___ INPUT ROWS ___

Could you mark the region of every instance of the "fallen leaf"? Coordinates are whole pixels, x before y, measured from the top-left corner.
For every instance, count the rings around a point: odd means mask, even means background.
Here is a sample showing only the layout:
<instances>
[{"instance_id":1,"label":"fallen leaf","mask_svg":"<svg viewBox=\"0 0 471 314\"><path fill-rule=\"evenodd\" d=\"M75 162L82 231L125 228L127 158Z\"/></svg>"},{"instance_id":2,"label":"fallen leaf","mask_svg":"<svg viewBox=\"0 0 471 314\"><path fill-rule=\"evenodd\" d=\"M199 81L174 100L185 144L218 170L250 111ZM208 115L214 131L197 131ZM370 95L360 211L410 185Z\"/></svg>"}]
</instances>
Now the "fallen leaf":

___
___ INPUT ROWS ___

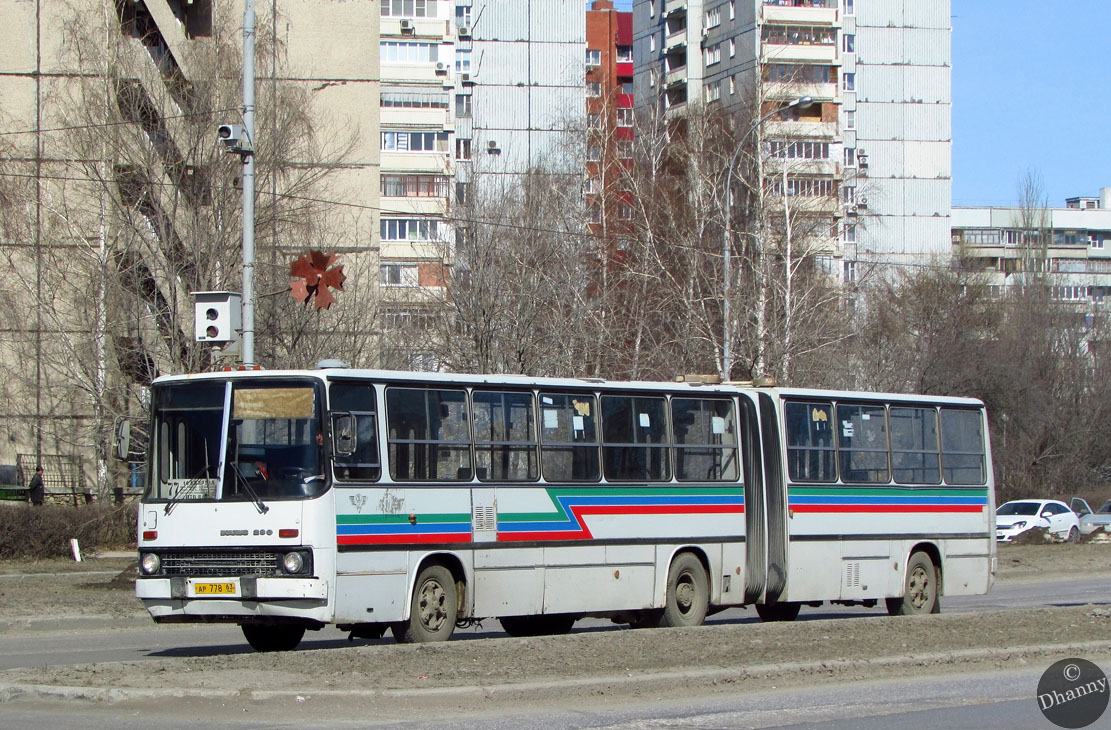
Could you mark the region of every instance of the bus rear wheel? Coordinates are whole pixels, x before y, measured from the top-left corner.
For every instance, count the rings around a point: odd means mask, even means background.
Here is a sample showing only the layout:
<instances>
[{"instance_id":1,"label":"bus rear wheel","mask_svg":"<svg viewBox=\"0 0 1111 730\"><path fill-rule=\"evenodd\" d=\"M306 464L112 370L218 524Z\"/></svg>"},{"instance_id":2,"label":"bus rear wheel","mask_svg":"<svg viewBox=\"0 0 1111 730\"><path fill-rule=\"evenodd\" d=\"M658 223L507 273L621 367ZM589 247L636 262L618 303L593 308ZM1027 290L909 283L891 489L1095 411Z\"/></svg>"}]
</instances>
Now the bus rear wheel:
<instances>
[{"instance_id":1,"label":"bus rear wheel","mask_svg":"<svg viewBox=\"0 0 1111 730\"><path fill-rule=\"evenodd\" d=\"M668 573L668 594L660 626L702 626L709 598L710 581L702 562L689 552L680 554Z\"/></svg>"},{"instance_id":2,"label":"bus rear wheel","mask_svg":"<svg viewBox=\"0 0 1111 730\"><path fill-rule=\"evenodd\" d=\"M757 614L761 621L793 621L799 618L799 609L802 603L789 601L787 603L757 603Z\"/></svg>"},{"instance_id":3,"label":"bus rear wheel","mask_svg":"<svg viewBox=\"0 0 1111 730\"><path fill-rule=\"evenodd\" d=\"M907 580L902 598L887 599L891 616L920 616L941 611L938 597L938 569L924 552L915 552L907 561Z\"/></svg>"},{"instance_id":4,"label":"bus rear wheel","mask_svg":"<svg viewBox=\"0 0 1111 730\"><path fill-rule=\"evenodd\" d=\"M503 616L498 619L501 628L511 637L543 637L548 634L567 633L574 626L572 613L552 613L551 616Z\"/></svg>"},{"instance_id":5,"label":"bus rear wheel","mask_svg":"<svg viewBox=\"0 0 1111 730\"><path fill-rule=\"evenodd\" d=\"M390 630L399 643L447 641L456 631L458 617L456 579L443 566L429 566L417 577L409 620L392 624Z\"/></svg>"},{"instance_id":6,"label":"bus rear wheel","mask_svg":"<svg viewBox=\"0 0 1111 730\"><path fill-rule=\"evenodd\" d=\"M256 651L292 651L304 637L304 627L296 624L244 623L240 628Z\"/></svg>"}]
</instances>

___

Select each line in the entries above that contains the string "Coordinates" and reproduce those lines verbatim.

Could you mark the region of every instance of the "fallen leaf"? Coordinates are whole pixels, x before y, measured from the top-left corner.
Could you mark the region of every instance of the bus rear wheel? Coordinates are whole pixels, x before y, measured from the top-left corner.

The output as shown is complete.